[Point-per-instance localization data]
+===+

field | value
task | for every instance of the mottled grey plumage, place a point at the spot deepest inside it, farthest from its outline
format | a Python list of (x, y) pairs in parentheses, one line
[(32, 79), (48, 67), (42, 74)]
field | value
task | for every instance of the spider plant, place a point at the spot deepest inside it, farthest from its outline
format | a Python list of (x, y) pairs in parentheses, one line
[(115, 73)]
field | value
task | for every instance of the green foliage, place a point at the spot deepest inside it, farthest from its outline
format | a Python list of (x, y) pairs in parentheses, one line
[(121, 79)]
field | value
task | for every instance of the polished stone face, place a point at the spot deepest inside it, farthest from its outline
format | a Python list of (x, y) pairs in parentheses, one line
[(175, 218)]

+===+

* [ASSIGNMENT]
Beginning at the line that contains "task | for every instance of the green" and ending at the last line above, copy each line without any change.

* [TASK RESPONSE]
task | for every instance of the green foliage, place a point at the spot deepest inside it, farthest from its outline
format | a Python list of (x, y) pairs in parentheses, one line
[(121, 79)]
field | value
task | for every instance of the polished stone face, place a point at the spot deepest inside it, farthest from its outline
format | a Python list of (x, y) pairs in parentheses, one line
[(175, 218)]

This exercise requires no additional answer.